Do this
Collect every line of the items below that contains the string "pipeline". Letter case matters.

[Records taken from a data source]
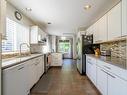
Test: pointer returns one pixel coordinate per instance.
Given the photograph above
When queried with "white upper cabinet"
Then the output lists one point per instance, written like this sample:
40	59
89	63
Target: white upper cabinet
36	34
3	18
124	17
103	29
114	22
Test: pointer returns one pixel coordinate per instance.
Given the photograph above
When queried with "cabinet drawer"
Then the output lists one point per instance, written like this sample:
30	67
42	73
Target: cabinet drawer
113	69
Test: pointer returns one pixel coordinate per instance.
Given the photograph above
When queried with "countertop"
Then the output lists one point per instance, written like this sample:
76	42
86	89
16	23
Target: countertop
6	63
119	62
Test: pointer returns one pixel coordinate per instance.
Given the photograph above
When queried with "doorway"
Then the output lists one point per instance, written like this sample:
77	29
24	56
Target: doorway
65	46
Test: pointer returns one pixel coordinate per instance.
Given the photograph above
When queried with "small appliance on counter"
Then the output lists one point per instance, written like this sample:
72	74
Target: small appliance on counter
106	52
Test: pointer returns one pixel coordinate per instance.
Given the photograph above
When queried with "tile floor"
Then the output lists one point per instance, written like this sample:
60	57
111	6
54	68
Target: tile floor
67	81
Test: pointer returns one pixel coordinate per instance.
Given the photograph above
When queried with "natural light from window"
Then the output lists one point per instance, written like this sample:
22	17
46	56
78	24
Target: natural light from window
16	34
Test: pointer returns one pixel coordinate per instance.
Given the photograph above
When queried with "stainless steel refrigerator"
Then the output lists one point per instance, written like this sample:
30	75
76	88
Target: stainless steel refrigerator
84	46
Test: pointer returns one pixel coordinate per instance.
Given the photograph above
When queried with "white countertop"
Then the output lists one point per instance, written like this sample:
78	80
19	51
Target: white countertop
6	63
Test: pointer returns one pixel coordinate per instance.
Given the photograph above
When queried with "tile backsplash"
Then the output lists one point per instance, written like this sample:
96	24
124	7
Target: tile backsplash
118	48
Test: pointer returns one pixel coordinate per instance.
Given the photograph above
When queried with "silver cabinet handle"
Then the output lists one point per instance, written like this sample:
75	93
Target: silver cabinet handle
111	75
107	67
21	68
108	74
103	71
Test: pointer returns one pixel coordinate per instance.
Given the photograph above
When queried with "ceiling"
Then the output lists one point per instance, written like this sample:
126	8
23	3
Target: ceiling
65	15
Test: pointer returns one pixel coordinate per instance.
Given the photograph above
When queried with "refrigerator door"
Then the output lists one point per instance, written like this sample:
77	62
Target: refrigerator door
79	55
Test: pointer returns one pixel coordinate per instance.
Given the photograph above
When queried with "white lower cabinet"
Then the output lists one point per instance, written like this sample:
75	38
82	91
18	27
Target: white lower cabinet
116	85
102	81
14	81
19	79
108	80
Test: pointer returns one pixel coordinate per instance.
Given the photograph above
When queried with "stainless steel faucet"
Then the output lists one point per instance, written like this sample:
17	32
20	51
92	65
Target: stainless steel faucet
21	47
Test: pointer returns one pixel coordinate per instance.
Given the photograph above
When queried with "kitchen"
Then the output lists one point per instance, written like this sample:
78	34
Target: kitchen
37	46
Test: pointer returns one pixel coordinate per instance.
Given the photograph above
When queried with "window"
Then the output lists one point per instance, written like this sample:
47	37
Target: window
64	46
16	34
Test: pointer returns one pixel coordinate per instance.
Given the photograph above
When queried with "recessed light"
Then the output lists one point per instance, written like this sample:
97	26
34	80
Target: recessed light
87	7
28	9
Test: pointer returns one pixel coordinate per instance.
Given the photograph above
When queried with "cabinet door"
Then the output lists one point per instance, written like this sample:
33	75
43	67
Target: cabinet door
43	69
91	69
124	17
96	32
102	81
116	86
3	18
34	35
14	81
114	22
103	33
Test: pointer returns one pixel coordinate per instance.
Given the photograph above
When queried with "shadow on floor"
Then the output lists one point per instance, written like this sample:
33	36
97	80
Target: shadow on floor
64	81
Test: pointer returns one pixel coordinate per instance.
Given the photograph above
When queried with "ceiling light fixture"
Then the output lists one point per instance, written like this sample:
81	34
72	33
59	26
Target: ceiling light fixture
28	9
87	7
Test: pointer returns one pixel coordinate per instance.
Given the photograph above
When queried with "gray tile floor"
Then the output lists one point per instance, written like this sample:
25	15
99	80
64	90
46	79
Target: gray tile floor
64	81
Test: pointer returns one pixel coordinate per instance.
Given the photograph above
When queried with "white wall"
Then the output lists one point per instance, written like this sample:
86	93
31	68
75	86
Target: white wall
10	14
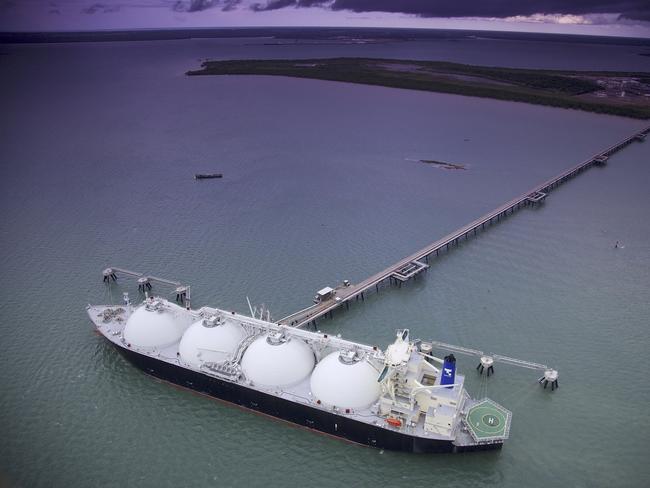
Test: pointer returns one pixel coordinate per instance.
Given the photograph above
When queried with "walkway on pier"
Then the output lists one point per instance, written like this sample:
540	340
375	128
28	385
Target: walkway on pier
413	264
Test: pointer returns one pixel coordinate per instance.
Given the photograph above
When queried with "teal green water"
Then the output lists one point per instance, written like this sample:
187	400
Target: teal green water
99	144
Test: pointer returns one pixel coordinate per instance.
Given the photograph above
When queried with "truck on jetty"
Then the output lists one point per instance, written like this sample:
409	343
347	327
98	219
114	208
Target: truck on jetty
402	398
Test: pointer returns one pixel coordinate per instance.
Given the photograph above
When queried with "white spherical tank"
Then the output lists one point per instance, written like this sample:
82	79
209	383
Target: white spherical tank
274	361
345	384
210	341
156	324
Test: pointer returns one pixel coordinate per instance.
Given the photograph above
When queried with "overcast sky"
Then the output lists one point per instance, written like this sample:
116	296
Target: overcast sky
601	17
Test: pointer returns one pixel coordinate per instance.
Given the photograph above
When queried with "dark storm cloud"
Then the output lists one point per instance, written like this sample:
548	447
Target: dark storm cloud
631	9
278	4
198	5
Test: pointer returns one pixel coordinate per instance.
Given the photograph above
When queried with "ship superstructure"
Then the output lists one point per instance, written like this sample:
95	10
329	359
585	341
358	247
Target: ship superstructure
400	398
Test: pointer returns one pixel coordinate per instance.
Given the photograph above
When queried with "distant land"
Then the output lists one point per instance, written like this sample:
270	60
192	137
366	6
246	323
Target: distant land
351	35
625	94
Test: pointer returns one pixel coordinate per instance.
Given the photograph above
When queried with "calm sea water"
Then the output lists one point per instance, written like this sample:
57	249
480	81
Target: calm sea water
98	148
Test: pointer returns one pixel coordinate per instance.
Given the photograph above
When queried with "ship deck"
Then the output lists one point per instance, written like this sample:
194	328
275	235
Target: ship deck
111	320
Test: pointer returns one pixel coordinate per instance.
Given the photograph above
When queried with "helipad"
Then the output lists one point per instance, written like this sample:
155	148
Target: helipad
488	421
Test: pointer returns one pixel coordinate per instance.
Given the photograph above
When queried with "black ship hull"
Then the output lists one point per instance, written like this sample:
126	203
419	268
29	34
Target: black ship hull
302	415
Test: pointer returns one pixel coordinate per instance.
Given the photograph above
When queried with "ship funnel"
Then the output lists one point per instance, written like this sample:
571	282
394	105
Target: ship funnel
448	373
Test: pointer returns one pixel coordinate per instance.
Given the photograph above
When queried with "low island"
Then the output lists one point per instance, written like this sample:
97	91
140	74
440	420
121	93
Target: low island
617	93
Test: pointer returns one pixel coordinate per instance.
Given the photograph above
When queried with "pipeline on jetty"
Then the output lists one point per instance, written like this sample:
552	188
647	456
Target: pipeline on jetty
328	299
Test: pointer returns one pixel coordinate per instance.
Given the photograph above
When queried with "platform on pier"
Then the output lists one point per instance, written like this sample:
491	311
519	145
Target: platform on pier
536	197
409	270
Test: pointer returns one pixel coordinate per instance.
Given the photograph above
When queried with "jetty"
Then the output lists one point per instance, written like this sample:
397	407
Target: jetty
418	262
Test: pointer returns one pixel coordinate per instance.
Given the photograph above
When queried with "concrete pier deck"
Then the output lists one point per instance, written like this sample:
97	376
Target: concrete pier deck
412	265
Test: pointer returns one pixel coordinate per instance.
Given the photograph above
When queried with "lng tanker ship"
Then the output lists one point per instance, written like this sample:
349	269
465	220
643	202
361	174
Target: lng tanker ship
402	398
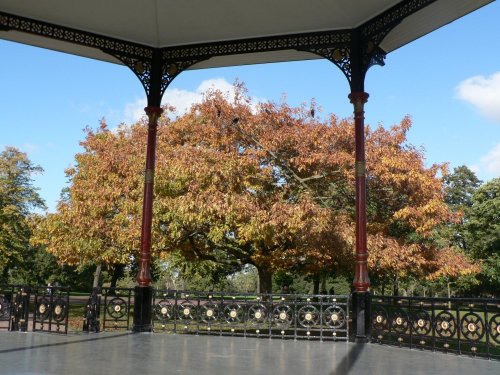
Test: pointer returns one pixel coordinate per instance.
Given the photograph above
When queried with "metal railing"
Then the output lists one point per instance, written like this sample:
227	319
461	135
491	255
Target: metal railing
51	309
456	325
287	316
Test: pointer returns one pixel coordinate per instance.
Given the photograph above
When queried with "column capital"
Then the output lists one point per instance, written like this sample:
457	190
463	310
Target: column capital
358	98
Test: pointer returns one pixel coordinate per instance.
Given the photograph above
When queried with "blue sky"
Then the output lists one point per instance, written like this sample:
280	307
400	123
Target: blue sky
448	81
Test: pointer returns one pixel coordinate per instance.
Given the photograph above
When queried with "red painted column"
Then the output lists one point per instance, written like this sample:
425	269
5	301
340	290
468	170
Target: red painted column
361	281
144	274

Solution
When queried with "pipeline on jetty"
Target: pipeline on jetty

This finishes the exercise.